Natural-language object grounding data
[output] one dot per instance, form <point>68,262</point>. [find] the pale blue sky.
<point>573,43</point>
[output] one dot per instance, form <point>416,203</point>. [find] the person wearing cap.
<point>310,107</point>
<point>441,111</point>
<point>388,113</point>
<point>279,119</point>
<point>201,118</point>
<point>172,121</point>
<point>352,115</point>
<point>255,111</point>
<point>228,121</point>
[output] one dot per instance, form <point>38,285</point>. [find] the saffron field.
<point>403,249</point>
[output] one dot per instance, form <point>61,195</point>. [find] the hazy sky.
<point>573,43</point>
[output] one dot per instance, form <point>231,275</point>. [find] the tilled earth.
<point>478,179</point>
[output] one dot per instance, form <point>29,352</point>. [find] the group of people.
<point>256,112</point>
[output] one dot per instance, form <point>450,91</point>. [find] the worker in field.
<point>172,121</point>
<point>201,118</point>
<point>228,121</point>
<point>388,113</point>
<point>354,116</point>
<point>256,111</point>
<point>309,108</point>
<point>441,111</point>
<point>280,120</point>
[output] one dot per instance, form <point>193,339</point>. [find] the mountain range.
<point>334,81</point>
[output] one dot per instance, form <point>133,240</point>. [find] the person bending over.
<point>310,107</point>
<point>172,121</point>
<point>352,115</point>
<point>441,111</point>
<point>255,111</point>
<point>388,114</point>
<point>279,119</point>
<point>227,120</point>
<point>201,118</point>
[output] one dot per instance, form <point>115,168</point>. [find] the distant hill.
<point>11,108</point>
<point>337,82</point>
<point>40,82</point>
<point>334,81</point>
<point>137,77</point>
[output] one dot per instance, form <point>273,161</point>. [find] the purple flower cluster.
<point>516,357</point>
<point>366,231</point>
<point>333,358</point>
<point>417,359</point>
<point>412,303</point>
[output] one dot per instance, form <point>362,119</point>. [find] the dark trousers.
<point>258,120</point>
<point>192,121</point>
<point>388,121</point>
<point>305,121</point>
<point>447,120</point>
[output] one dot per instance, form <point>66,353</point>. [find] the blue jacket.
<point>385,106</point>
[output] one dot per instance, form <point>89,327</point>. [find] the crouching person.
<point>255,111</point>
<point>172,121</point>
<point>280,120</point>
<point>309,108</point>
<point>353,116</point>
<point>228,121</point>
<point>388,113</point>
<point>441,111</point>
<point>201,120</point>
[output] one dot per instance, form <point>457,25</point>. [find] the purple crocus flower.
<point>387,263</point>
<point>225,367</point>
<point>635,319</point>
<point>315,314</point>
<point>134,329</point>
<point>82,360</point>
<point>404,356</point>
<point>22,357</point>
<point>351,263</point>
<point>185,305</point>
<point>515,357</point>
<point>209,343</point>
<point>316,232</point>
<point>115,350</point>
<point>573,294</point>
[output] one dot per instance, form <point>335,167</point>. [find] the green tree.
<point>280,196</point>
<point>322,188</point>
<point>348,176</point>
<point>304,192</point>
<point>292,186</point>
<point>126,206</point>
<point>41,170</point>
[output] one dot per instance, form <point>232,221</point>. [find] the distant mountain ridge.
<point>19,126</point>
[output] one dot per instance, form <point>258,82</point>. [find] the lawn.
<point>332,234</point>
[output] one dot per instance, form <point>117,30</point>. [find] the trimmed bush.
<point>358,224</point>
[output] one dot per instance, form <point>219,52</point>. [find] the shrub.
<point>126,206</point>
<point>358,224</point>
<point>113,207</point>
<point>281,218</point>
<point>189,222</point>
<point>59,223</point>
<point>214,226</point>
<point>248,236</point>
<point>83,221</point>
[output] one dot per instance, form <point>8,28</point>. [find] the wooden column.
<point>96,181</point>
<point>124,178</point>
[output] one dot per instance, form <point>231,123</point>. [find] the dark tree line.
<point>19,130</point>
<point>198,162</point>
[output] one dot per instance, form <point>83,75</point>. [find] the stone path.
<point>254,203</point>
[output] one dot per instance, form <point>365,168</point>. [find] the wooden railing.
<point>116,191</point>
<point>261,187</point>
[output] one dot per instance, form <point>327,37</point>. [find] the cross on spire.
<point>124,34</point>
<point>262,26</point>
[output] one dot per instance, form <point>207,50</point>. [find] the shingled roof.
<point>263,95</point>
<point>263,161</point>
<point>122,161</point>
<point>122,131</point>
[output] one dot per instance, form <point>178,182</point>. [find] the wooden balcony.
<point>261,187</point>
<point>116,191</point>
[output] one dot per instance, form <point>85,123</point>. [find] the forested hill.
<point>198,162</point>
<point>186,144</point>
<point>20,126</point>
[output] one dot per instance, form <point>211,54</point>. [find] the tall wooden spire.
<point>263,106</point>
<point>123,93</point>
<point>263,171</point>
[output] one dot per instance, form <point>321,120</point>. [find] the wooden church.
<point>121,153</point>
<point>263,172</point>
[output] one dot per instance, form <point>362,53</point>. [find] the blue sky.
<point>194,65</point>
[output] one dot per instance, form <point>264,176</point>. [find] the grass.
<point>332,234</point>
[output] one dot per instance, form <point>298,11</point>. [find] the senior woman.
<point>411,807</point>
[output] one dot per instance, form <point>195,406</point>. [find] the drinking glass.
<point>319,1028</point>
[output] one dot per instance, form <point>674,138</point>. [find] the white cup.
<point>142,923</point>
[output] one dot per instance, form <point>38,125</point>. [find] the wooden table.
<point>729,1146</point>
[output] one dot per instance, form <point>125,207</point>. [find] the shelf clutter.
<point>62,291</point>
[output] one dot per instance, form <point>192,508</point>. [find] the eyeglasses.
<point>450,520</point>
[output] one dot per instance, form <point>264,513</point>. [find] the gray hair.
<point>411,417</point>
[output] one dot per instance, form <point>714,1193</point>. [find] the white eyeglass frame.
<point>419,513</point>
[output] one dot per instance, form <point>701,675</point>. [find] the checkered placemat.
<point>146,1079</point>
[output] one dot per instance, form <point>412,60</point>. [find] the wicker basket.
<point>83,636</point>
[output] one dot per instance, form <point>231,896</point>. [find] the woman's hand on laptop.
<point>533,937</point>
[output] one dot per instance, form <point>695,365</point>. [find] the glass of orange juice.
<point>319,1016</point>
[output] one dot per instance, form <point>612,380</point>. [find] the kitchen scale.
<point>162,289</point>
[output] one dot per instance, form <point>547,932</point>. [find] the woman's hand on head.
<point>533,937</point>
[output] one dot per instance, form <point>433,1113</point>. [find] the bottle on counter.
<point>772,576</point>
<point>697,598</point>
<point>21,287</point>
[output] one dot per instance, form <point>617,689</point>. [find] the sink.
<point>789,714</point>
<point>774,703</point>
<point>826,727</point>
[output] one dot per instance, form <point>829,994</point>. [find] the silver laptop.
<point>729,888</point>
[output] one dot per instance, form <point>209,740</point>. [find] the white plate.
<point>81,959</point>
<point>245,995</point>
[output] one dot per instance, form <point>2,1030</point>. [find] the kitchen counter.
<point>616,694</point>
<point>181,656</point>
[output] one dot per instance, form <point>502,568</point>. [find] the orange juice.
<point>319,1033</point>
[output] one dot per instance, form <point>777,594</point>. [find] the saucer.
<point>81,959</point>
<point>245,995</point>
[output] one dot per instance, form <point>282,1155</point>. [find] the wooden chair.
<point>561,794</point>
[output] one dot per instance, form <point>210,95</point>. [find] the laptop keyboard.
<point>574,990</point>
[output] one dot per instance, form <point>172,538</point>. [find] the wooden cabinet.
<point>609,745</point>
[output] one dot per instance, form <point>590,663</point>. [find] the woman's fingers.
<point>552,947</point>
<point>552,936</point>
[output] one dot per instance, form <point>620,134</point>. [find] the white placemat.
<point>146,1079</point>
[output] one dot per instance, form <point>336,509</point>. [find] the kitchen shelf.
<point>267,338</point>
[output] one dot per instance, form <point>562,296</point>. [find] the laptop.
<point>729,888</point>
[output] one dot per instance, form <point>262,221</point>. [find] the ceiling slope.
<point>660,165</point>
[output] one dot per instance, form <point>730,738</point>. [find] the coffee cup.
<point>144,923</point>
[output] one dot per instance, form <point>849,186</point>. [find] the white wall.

▶ **What the task requires**
There is a line above that contains "[output] one dot per instance, form <point>590,663</point>.". Copy it and all later lines through the last, exactly, and leave out the rest.

▶ **Expected answer**
[output] one dot per instance, form <point>590,663</point>. [find] the woman's fingers.
<point>552,947</point>
<point>552,936</point>
[output] one dot per instance, form <point>620,134</point>. [find] the white placemat.
<point>146,1079</point>
[output] one dot per instance, form <point>336,509</point>. [find] the kitchen shelf.
<point>267,338</point>
[output] one dot per instance, form <point>562,296</point>. [find] the laptop.
<point>729,888</point>
[output] one dot per instance, form <point>262,221</point>. [find] the ceiling slope.
<point>660,165</point>
[output] one dot per instance, form <point>730,738</point>. [find] the coffee cup.
<point>144,923</point>
[output] one dot per instance, form <point>849,186</point>. [find] the white wall.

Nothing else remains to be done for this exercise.